▶ _QUELLENAUSZUG_

Der Traum vom Fliegen ist für den Menschen schon vor 120 Jahren in Erfüllung gegangen. 1903 hebt das erste Flugzeug vom Boden ab und fliegt für eine kurze Zeit mehrere hundert Meter weit. Dieser Moment wiederholt sich am Dienstag zum zweiten Mal. Das erste E-Flugzeug hebt ab. Die sogenannte Alice ist das erste Flugzeug, das mit einer Elektrobatterie betrieben wird.
Das israelische Unternehmen Eviation Aircraft startete die Alice am Dienstagmorgen erfolgreich vom Grant County International Airport in Washington. Das Flugzeug soll laut Hersteller völlig emissionsfrei fliegen. Die Alice flog beim Eröffnungsflug acht Minuten und das in einer Höhe von 3500 Fuss (1067 m). Mit diesem Flugzeug könne die Luftfahrer revolutioniert werden.
«Wir haben Geschichte geschrieben», sagt Gregory Davis, Präsident und CEO von Eviation, gegenüber CNN. «Seit dem Übergang vom Kolbenmotor zum Turbinenmotor hat sich die Antriebstechnologie für Flugzeuge nicht mehr verändert. Das letzte Mal, dass eine völlig neue Technologie auf den Markt kam, war in den 1950er Jahren», sagt Davis weiter.
Nicht nur die klimaneutralen Aspekte machen das Flugzeug zu einem Durchbruch. «Das Flugzeug macht das Reisen viel bequemer, da es weniger Irritationen gibt, wie bei einem Flugzeug mit Motor», erklärt Davis. Dazu komme, dass das Flugzeug leiser ist. Und das Fliegen werde günstiger.
480 km/h langsamer als eine Boeing 737
Die Batterietechnologie, die in der «Alice» verwendet wird, ist vergleichbar mit der eines Elektroautos oder eines Handys. Mit einer Ladezeit von 30 Minuten kann das Flugzeug mit neun Passagieren etwa eine Stunde lang fliegen. Dabei legt es 440 Nautische Meilen zurück. Das entspricht 815 km. Das Flugzeug hat eine maximale Reisegeschwindigkeit von 250 Knoten (463 km/h).
Zum Vergleich: Eine Boeing 737 hat eine maximale Reisegeschwindigkeit von 946 Kilometer pro Stunde. Das Flugzeug wird von zwei 850 PS starken Magni650-Elektromotoren angetrieben, die von Magnix entwickelt wurden. Die gesamte Energie für das Flugzeug wird in einer 900-kWh-Batterie gespeichert.
Drei verschiedene Versionen der Alice befinden sich in der Prototyp-Phase: eine «Pendler»-Variante, eine Executive-Version und eine spezielle Frachtversion. Die Pendler-Version bietet Platz für neun Passagiere und zwei Piloten sowie für 385,5 Kilo Fracht. Die Executive-Ausführung hat sechs Passagiersitze für einen bequemeren Flug.

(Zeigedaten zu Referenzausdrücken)
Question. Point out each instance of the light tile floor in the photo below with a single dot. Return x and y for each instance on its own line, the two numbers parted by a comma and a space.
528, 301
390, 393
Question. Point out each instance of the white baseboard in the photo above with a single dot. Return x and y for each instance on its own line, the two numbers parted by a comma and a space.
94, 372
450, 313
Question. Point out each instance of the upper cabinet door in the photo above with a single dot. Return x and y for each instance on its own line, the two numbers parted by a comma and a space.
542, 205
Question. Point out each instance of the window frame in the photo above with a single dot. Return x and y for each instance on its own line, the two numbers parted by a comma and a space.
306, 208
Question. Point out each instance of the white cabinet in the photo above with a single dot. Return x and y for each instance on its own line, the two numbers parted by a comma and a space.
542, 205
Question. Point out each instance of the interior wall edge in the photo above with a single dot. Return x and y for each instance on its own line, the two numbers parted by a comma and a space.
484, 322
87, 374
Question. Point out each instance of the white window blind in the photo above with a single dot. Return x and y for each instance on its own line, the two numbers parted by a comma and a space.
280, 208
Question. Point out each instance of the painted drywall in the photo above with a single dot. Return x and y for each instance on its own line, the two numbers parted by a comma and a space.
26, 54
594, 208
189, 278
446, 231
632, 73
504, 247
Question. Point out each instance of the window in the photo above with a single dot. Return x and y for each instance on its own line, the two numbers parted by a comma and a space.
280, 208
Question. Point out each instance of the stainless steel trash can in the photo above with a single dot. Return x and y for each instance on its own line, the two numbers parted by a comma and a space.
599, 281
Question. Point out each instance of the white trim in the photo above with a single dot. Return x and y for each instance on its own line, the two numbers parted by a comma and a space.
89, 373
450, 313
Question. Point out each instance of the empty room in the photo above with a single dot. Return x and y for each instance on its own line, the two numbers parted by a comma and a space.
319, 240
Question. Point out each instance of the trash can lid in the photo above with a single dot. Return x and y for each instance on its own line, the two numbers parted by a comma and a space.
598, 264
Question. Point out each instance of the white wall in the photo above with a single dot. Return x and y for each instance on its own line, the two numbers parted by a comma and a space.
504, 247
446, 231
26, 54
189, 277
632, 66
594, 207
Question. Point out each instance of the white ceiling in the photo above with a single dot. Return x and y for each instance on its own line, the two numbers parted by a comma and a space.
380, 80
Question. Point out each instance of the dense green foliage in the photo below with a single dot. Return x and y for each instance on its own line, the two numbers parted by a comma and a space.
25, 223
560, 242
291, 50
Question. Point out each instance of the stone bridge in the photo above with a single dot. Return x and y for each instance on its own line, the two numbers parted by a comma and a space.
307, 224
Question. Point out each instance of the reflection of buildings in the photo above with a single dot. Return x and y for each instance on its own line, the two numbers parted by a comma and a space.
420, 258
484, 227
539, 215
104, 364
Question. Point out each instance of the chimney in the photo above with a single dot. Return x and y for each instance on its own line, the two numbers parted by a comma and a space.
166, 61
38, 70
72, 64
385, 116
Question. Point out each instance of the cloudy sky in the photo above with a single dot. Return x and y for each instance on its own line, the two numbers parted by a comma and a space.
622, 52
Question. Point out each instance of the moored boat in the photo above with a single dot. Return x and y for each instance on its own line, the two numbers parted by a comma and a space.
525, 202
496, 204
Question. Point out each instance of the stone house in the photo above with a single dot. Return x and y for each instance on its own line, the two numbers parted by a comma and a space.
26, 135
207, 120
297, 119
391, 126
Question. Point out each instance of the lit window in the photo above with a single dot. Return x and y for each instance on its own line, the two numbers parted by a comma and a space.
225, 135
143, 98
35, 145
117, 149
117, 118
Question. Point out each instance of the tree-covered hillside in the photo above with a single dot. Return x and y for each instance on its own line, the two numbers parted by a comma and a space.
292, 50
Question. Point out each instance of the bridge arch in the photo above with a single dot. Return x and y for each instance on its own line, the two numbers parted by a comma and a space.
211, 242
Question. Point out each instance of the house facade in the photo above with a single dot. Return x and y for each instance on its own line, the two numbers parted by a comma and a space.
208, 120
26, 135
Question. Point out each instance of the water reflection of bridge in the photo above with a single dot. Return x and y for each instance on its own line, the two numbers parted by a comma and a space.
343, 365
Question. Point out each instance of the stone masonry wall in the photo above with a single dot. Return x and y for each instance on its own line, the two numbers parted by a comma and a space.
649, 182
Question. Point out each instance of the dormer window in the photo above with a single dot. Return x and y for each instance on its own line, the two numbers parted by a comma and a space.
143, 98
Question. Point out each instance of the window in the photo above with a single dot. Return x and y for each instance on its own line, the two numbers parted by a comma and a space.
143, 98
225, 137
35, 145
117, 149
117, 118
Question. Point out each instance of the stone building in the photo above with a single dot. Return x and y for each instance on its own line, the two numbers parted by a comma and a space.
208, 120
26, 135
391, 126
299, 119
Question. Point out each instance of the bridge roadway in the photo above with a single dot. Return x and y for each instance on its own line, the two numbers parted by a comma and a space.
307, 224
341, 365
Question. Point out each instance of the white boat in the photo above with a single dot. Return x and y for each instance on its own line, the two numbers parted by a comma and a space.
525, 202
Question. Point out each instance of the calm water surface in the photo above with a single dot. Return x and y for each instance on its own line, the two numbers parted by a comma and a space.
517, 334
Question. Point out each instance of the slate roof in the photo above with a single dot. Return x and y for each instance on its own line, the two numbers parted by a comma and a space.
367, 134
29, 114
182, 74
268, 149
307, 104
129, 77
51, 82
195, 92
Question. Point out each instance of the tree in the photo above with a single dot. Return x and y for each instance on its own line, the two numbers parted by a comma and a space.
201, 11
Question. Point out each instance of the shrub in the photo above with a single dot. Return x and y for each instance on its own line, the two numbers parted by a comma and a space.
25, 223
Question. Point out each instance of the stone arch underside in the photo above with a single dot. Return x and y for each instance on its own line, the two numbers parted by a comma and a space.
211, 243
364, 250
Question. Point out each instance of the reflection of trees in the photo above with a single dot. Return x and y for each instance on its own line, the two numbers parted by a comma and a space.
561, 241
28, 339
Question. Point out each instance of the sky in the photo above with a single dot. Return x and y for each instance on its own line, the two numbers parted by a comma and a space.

▶ _ZU ERLEDIGENDE AUFGABE_
Führe den Bericht über das Elektroflugzeug Alice nach dem Satz «Die Executive-Ausführung hat sechs Passagiersitze für einen bequemeren Flug.» weiter. Die Auflistung spielt hierfür keine Rolle.

▶ _ERGEBNIS DER ÜBUNG_
Auslieferung im Jahr 2027
Eviation wurde 2015 gegründet und treibt seither die Entwicklung von «Alice» voran. Das Unternehmen konnte am Dienstag während des Testflugs viele Informationen sammeln. Diese werden geprüft und kleine Fehler behoben. Jetzt besteht die Hoffnung, dass man das Flugzeug im Jahr 2027 an Kunden ausliefern könne. Eviation warnt jedoch, dass sich dieser Plan noch ändern kann.
«Wir haben mit den Datenerfassungssystemen, mehrere Terabytes an Daten generiert. Wir werden uns also ein paar Wochen Zeit nehmen, um zu sehen, wie das Flugzeug im Vergleich zu unseren Modellen und unserer Analyse abschneidet», sagte Davis. «Erst wenn alle Daten ausgewertet sind, können wir eine realistische Prognose für die Zukunft wagen.»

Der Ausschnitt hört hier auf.